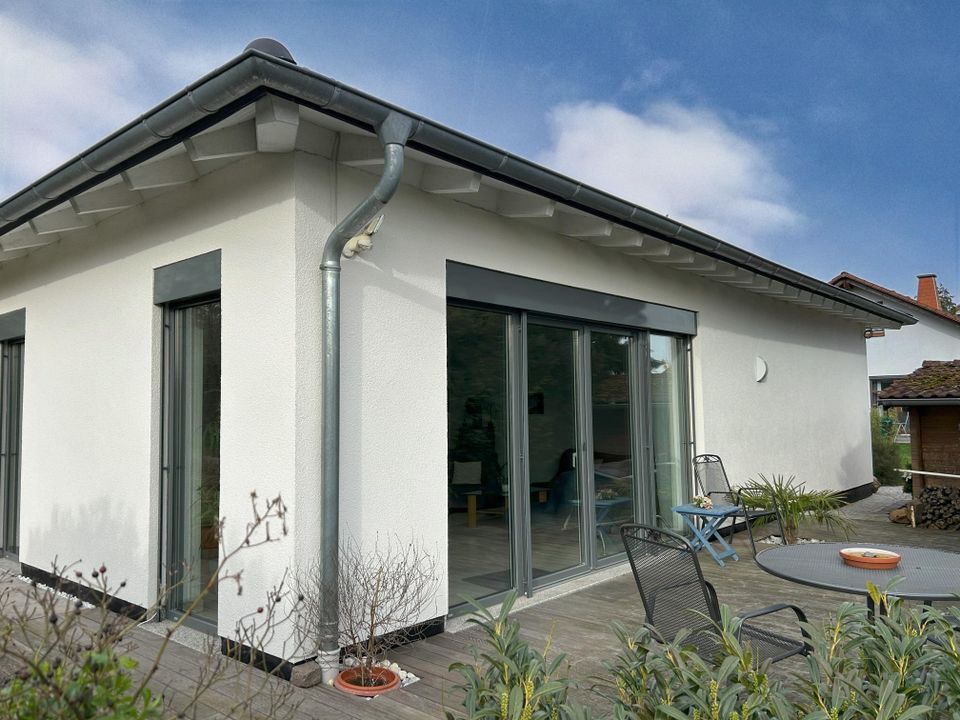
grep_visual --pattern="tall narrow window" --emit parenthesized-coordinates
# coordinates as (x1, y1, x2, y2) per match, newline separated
(1, 338, 24, 557)
(164, 299, 221, 626)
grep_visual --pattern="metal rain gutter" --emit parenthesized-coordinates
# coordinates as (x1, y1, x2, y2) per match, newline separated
(0, 43, 914, 328)
(879, 398, 960, 407)
(316, 111, 414, 681)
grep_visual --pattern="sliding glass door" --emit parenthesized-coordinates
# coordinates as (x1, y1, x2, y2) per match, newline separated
(447, 306, 514, 606)
(164, 299, 221, 627)
(527, 322, 583, 582)
(447, 303, 690, 610)
(650, 335, 687, 531)
(0, 339, 23, 557)
(590, 331, 636, 559)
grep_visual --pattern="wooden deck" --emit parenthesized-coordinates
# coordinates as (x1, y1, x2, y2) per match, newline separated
(5, 488, 959, 718)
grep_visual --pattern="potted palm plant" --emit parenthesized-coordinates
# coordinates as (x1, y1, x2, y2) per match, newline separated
(740, 474, 852, 544)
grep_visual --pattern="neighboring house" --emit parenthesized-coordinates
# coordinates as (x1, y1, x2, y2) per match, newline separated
(879, 360, 960, 497)
(830, 272, 960, 405)
(0, 39, 913, 666)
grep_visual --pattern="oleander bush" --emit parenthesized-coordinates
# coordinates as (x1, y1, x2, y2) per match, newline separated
(445, 593, 585, 720)
(452, 587, 960, 720)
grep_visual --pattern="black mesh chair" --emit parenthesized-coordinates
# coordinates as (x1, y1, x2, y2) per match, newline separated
(693, 454, 741, 506)
(621, 523, 809, 663)
(693, 454, 780, 548)
(737, 489, 787, 557)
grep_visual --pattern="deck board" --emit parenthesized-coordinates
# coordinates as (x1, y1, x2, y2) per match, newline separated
(3, 488, 957, 718)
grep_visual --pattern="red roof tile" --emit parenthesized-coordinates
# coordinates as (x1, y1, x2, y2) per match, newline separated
(830, 272, 960, 327)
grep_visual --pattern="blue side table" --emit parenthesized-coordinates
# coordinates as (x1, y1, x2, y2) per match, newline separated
(672, 503, 741, 566)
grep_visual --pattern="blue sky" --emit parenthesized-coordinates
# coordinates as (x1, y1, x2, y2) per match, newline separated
(2, 1, 959, 298)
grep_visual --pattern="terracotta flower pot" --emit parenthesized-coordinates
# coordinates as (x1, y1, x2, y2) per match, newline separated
(334, 666, 400, 697)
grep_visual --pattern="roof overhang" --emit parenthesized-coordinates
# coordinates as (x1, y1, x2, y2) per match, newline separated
(0, 44, 916, 330)
(879, 398, 960, 407)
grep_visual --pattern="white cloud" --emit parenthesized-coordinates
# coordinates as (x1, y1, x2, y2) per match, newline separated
(0, 6, 236, 201)
(620, 59, 680, 94)
(538, 101, 803, 251)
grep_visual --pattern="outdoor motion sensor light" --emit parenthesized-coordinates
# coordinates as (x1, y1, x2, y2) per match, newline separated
(342, 214, 385, 258)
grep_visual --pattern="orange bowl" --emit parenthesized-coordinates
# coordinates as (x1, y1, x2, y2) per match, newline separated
(839, 547, 901, 570)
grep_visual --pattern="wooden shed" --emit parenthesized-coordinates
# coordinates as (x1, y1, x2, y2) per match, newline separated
(879, 360, 960, 497)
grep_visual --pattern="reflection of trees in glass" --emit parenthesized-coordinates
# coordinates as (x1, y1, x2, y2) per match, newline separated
(591, 333, 631, 464)
(197, 302, 221, 529)
(527, 326, 576, 486)
(447, 307, 508, 489)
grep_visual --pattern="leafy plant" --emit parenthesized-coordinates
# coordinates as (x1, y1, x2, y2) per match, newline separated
(446, 592, 581, 720)
(871, 408, 903, 486)
(740, 473, 851, 544)
(599, 606, 797, 719)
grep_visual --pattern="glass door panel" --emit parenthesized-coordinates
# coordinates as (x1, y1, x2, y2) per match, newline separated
(590, 332, 635, 558)
(168, 301, 221, 624)
(1, 339, 23, 556)
(527, 323, 583, 579)
(447, 306, 514, 606)
(650, 334, 686, 530)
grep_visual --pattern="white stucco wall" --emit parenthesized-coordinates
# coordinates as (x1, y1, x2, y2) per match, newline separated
(0, 153, 301, 647)
(0, 141, 878, 646)
(843, 287, 960, 378)
(320, 154, 875, 613)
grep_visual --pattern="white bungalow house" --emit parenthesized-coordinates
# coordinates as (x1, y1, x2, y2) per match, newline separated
(830, 272, 960, 405)
(0, 39, 913, 670)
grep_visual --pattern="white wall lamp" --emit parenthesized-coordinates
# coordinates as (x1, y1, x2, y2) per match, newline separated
(755, 356, 768, 383)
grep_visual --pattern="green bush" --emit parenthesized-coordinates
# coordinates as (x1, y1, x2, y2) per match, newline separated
(872, 408, 903, 485)
(452, 587, 960, 719)
(1, 651, 161, 719)
(445, 593, 583, 720)
(601, 606, 794, 719)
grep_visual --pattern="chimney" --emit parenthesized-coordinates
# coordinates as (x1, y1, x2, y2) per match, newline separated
(917, 274, 941, 311)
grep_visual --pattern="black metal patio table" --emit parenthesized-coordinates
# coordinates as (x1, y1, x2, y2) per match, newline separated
(755, 542, 960, 616)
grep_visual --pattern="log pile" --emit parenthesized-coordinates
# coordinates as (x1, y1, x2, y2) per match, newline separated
(916, 486, 960, 530)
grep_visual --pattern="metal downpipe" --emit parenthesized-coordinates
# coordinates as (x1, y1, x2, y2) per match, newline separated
(317, 112, 414, 681)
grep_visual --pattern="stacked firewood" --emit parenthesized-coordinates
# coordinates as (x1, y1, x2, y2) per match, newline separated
(916, 486, 960, 530)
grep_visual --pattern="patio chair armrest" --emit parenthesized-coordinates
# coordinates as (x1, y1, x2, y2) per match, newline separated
(737, 603, 811, 650)
(703, 580, 720, 613)
(740, 602, 807, 624)
(706, 490, 738, 503)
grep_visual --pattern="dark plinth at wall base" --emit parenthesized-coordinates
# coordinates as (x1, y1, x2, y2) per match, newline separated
(19, 563, 149, 621)
(221, 638, 294, 680)
(19, 562, 446, 684)
(842, 481, 878, 504)
(269, 615, 446, 682)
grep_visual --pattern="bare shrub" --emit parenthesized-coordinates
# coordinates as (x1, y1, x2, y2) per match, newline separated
(295, 534, 439, 686)
(0, 491, 306, 719)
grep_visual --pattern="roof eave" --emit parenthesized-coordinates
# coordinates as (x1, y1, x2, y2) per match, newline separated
(0, 48, 917, 329)
(879, 397, 960, 407)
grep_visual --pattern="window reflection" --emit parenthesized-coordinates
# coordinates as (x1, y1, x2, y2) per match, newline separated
(447, 306, 513, 606)
(650, 335, 686, 530)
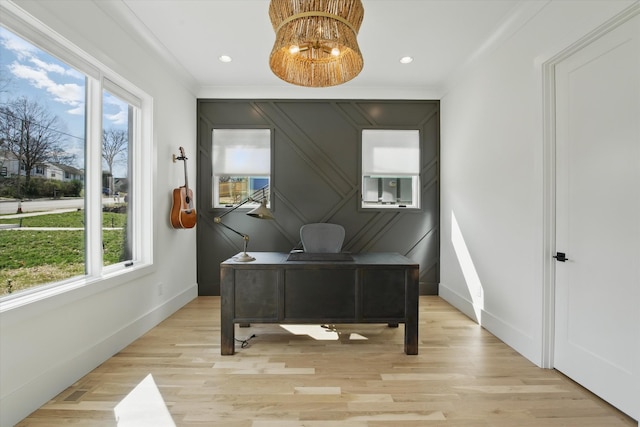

**TRY IT**
Using the records above, select and copy every line that has the word "white".

**PROBLEM SOLUTION**
grep_visual --pattern="white cloud" --emit parenthesized-coordinates
grep_visual --pattern="white stucco wall" --emit parenthesized-coordinates
grep_visual --pattern="white bungalow house" --emit parenthesized-coordinates
grep_visual --pattern="white wall lamp" --emit parenthesized-coordinates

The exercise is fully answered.